The tasks.
A - Transcribe, without changes, the part of the passage on research fraud that begins with the words containing "Last year, China" and ends with "of ‘paper factories’.".
B - Answer from the passage on research fraud:
(i) Which fraud case does the analysis cited in the passage examine, and in what year did it rock the psychology community?
(ii) What did China announce last year?
(iii) What does the passage say should be closed?
C - Pick up the passage on research fraud after its last sentence and carry it forward in the same voice.
## Start Text section
Why is there such enthusiasm for talking about faulty research practices, yet such reluctance to discuss deliberate deception? An analysis of the Diederik Stapel fraud case that rocked the psychology community in 2011 has given me some ideas (W. Stroebe et al. Perspect. Psychol. Sci. 7, 670–688; 2012). Fraud departs from community norms, so scientists do not want to think about it, let alone talk about it. It is even more uncomfortable to think about organized fraud that is so frequently associated with one country. This becomes a vicious cycle: because fraud is not discussed, people don’t learn about it, so they don’t consider it, or they think it’s so rare that it’s unlikely to affect them, and so papers are less likely to come under scrutiny. Thinking and talking about systematic fraud is essential to solving this problem. Raising awareness and the risk of detection may well prompt new ways to identify papers produced by systematic fraud.
Last year, China announced sweeping plans to curb research misconduct. That’s a great first step. Next should be a review of publication quotas and cash rewards, and the closure of ‘paper factories’.
## End Text section
## Start Supplied information
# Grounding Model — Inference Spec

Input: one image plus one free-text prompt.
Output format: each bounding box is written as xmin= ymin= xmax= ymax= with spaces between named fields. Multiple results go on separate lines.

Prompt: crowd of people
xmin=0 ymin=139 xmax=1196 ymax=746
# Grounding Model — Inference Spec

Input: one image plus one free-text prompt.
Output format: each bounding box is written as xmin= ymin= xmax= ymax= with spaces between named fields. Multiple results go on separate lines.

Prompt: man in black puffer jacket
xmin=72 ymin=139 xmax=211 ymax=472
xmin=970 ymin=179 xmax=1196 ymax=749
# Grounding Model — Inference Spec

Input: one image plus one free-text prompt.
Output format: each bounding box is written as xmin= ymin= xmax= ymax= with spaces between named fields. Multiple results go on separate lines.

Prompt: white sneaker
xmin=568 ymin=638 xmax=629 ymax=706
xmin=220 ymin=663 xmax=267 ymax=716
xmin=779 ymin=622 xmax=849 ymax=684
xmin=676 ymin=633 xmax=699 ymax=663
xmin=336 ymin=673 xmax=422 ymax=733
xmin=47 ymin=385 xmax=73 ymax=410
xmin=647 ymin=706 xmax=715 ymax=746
## End Supplied information
Results of the tasks.
A -
Last year, China announced sweeping plans to curb research misconduct. That’s a great first step. Next should be a review of publication quotas and cash rewards, and the closure of ‘paper factories’.

B -
(i) The Diederik Stapel fraud case, in 2011.
(ii) Sweeping plans to curb research misconduct.
(iii) 'Paper factories'.

C -
Finally, efforts to police the literature need to be valued as highly as the publication of original data. It is more than ironic that systematic fraud is itself understudied. Like our environment, the literature is a commons, the care of which should be shouldered by all. National funding bodies should dedicate a proportion of their funds to developing, testing and implementing literature-screening approaches. Institutions need to implement faculty evaluations that are alert to fraudulently produced papers, with systems to discipline those found guilty of serious misconduct. Journals also need to devote more resources to monitoring the literature that they help to produce, and to purging it of faked science. They must respond to reported errors and be quick to investigate. They should encourage peer reviewers to be alert to the possibility of fraud and to describe reasonable suspicions.
We create the literature that we deserve. We must act against this under-recognized threat to valid science.
Nature 566, 9 (2019)